→ **Requirements**: Please render the items below, from the line containing "Objective — for every instance of the soldier's boot" through the line containing "[[115, 156], [206, 161], [193, 152]]", inclusive, as a Markdown table with columns Row and Line. Number each row and leave out blank lines.

#####

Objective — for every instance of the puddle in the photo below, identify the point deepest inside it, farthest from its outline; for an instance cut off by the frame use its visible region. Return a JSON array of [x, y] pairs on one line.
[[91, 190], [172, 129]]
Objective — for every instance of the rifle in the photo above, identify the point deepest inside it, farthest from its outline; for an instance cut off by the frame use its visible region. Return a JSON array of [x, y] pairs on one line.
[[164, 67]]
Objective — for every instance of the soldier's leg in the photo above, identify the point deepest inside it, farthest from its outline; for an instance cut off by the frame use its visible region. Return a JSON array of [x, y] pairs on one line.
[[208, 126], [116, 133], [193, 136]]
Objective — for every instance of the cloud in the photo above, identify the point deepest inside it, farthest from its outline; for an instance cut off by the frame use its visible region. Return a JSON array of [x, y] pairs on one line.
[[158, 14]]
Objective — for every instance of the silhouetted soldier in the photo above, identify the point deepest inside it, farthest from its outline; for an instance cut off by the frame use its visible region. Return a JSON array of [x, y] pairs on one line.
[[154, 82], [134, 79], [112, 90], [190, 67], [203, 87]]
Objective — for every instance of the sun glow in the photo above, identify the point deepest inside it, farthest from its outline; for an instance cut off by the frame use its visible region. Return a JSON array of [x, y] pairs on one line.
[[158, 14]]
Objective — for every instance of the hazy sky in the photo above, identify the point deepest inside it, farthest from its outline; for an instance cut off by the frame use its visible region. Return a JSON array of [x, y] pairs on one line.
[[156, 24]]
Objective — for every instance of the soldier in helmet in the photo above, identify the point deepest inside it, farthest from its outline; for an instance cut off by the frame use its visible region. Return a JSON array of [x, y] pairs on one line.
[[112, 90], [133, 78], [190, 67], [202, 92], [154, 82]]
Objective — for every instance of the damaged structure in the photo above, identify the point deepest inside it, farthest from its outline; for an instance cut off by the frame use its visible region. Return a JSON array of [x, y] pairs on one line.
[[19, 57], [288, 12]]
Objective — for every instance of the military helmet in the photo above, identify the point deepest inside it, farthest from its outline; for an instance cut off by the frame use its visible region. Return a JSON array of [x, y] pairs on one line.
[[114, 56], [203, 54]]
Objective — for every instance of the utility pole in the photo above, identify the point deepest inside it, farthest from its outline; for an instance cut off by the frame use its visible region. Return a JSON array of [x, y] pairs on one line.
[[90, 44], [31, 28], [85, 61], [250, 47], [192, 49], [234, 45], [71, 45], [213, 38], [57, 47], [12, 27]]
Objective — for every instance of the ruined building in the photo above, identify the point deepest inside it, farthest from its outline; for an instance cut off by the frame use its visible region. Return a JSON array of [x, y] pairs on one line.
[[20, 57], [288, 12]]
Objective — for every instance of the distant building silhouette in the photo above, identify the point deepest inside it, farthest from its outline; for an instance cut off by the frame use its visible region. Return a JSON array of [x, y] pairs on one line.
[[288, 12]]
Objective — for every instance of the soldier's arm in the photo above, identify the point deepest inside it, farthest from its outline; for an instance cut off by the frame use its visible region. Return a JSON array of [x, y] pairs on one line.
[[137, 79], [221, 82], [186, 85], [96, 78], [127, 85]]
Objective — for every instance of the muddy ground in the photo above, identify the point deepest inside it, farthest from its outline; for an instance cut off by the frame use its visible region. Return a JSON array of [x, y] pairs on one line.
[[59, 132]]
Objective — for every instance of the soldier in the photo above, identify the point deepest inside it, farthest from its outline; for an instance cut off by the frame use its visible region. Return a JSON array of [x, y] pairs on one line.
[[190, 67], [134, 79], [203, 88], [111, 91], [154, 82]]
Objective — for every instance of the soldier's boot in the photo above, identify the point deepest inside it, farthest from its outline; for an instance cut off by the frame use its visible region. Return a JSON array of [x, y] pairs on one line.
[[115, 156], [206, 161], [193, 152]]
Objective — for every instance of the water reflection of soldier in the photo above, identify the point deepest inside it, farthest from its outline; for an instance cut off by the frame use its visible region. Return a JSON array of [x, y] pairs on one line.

#####

→ **Task output**:
| Row | Line |
|---|---|
| 1 | Objective — for every instance of the soldier's boot in the photo above, identify the point deepest inside it, farthest from its outline; for an instance cut off by the frame use its visible region. Return a JSON array of [x, y] pairs on one line. |
| 2 | [[115, 156], [206, 161], [193, 152]] |